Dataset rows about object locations
___

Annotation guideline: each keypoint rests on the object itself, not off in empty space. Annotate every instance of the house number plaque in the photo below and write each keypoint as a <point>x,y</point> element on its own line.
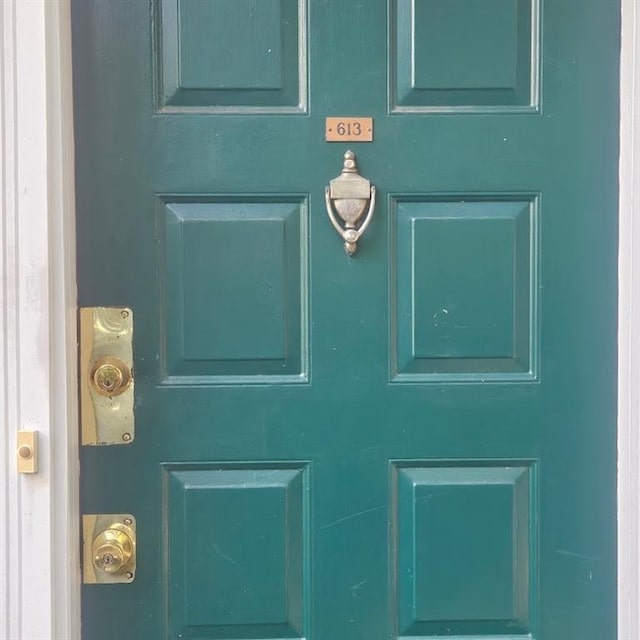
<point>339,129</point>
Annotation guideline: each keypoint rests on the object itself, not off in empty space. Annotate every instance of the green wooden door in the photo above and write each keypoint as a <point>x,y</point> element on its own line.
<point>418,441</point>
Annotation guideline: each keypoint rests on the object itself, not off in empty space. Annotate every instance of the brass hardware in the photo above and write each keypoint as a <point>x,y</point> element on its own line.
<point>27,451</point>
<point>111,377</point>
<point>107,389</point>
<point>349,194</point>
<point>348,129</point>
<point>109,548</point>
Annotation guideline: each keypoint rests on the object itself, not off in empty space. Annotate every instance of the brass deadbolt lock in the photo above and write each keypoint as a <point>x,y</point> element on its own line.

___

Task instructions - Reproduce all of the rows above verbatim, omitting the pictures from your answer.

Result of this exercise -
Annotation guideline: each keypoint rests on the object itself, not off in empty space. Annotate every instance of the house number plaque in the photo below and write each keypoint as a <point>x,y</point> element on its own line.
<point>339,129</point>
Annotation guideline: each keypoint rests on the object itself, not off in empty space. Annotate every instance of the green wooden door in the photo above and write each keypoint as a <point>x,y</point> element on its own line.
<point>418,441</point>
Annotation guideline: each keypoint rests on the object itself, not off in empty space. Annotate every instance of the brass hardware in the photo above and write each keypoint as a <point>x,y</point> element on its own line.
<point>27,451</point>
<point>111,377</point>
<point>107,389</point>
<point>349,194</point>
<point>348,129</point>
<point>109,548</point>
Annotation guideline: each keypoint rests on the object itself, not off in empty space. Annotate every instance of the brass deadbolt lock in the photo above and write each keypoint as a <point>x,y</point> element on its own line.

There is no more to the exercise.